Reproduce verbatim the final portion of the material below, from the line containing "Task: point out each instance of the outstretched" through its last line, and nothing else.

---------- Data entries

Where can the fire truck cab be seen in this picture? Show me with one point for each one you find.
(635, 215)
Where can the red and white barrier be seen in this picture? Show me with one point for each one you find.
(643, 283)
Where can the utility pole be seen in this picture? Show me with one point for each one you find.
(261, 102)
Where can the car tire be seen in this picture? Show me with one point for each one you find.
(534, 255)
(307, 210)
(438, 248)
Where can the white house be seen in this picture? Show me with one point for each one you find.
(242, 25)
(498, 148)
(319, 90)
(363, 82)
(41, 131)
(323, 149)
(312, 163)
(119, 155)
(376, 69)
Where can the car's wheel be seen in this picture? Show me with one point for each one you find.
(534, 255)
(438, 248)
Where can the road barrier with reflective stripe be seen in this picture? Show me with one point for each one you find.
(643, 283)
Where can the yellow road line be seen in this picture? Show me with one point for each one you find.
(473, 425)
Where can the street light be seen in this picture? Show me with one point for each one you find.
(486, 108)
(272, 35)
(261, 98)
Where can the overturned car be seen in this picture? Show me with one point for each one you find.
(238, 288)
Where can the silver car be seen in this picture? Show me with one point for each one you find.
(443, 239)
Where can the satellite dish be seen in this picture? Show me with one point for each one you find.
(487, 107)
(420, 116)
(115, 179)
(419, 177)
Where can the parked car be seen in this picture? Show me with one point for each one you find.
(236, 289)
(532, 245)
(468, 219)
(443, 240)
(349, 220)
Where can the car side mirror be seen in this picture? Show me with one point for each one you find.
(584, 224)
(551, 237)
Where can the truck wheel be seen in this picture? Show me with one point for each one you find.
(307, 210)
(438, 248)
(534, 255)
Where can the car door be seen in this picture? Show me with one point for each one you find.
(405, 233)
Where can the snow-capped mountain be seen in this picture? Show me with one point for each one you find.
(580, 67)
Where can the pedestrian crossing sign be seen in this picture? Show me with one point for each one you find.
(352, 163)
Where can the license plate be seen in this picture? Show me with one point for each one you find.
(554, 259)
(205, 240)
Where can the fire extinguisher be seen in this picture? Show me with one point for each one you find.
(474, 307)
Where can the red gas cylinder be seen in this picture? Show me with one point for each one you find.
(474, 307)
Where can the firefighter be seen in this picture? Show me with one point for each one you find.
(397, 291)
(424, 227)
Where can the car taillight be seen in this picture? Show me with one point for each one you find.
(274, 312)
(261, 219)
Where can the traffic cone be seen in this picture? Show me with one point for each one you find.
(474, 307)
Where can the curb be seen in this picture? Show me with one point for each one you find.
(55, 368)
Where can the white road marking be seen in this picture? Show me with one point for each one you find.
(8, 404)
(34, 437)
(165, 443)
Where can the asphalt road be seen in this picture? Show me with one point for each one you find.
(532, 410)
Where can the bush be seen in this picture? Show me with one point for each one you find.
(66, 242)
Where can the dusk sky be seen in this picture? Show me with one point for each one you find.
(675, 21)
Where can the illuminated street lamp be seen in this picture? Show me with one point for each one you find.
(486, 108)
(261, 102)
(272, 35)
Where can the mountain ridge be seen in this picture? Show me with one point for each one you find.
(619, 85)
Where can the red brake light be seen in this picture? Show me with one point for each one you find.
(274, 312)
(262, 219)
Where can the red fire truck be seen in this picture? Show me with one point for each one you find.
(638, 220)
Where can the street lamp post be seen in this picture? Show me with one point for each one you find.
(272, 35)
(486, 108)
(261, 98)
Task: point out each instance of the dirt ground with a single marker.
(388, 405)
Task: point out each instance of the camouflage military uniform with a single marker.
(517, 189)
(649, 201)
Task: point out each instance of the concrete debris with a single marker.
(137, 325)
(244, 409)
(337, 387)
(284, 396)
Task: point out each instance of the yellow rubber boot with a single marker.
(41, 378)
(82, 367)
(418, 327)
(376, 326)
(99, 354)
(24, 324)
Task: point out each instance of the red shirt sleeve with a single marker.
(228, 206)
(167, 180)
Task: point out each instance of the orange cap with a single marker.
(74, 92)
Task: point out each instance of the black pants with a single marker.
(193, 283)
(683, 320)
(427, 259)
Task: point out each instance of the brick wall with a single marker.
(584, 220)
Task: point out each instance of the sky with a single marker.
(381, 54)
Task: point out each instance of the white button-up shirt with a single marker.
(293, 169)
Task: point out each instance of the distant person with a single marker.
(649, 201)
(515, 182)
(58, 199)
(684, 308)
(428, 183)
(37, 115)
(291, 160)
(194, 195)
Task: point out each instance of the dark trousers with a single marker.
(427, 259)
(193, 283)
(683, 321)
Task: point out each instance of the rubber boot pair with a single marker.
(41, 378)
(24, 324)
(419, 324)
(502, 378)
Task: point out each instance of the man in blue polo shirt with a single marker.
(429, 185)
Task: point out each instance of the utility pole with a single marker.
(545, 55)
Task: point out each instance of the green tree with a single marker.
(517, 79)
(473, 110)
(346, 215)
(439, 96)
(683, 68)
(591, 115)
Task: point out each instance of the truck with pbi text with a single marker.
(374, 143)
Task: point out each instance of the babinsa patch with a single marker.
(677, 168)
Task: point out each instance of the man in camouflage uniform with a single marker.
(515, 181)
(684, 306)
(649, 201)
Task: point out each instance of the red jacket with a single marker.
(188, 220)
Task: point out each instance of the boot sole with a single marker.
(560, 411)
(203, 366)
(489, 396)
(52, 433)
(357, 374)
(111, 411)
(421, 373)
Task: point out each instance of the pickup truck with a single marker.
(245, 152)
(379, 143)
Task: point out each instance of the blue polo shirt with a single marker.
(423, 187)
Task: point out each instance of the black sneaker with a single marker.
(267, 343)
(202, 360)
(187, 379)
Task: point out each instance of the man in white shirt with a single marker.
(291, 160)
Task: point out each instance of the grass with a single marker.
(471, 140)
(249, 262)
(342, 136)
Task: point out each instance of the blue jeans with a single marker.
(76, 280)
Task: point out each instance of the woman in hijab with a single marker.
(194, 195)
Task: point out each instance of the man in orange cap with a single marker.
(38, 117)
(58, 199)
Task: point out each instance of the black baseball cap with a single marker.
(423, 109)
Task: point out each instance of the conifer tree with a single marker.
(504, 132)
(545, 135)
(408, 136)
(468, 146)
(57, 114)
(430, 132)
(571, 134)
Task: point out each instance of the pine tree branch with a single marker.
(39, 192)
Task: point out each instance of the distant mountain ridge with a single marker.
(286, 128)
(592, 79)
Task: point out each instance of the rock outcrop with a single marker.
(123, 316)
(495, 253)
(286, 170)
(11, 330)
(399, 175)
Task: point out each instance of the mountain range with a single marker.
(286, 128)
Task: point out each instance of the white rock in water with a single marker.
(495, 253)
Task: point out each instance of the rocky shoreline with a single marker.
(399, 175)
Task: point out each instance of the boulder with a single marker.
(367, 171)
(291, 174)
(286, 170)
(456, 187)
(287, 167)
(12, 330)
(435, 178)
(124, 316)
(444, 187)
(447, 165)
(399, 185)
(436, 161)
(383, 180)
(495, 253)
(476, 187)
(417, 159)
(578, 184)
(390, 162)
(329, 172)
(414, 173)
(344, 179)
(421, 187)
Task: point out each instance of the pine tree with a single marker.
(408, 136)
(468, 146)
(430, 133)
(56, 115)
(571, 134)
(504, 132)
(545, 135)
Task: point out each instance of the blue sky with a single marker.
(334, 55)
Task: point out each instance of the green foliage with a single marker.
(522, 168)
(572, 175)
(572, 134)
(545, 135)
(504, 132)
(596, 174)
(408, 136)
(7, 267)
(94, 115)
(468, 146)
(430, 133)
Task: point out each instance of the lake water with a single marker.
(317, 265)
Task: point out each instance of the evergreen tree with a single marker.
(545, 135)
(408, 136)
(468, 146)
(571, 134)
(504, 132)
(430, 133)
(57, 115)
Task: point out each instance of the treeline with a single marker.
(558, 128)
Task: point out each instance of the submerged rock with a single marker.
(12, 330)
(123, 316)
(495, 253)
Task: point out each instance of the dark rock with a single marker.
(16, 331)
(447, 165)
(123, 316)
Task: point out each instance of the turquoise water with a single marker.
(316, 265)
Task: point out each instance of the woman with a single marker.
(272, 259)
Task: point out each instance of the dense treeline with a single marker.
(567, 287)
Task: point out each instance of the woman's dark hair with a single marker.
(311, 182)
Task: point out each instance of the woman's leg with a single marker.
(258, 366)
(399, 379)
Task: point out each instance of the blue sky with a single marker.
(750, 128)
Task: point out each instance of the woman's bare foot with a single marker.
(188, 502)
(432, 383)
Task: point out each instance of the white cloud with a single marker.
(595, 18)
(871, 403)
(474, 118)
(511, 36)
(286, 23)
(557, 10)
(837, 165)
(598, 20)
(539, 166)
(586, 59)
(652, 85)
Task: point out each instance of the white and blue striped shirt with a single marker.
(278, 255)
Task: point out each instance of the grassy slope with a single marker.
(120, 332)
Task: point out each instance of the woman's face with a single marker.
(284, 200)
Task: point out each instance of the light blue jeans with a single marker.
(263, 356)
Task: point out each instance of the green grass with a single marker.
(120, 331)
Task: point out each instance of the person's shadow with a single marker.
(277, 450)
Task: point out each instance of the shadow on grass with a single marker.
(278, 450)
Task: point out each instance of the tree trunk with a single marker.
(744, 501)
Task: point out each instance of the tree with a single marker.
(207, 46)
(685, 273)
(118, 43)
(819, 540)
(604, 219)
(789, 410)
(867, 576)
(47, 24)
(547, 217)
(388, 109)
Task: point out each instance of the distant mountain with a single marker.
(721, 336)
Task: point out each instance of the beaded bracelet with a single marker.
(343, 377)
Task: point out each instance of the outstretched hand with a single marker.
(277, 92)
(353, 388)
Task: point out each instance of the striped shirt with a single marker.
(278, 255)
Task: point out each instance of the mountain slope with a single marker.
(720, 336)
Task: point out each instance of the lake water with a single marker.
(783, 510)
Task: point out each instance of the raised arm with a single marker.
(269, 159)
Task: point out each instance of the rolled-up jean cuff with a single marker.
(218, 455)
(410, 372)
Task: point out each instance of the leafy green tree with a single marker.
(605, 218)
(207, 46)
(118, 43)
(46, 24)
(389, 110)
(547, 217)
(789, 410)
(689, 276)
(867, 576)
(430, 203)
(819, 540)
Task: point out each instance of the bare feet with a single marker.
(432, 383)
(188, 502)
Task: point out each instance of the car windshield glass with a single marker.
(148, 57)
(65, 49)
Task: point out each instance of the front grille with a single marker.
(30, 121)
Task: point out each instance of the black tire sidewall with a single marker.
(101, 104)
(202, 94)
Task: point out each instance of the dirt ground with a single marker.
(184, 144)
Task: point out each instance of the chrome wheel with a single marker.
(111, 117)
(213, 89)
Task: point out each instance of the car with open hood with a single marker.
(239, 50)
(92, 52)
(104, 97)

--------------------

§ Result of the task:
Task: point out each instance of the outstretched hand with a single marker.
(277, 92)
(353, 388)
Task: point out each instance of the striped shirt with a single marker.
(278, 255)
Task: point out each instance of the mountain slope with a single marker.
(720, 336)
Task: point out each instance of the lake water with a single marker.
(783, 510)
Task: point out each instance of the raised arm with a single marker.
(269, 159)
Task: point out each instance of the rolled-up jean cuff with a single marker.
(218, 455)
(410, 372)
Task: point out each instance of the leafy green tree with a single marker.
(605, 218)
(207, 46)
(118, 43)
(46, 24)
(389, 110)
(547, 217)
(789, 410)
(689, 276)
(867, 576)
(430, 203)
(819, 540)
Task: point out each instance of the bare feet with a single marker.
(432, 383)
(188, 502)
Task: point out each instance of the car windshield glass with a single marker.
(148, 57)
(65, 49)
Task: point out each instance of the front grille with a single marker.
(30, 121)
Task: point out each instance of the black tire sidewall with a single marker.
(101, 104)
(202, 94)
Task: point out each instance of the dirt ground with a single marker.
(184, 144)
Task: point out each instance of the chrome wheel with a single marker.
(111, 117)
(213, 89)
Task: point out each instance of the car with open hood with a single marker.
(239, 50)
(92, 52)
(104, 97)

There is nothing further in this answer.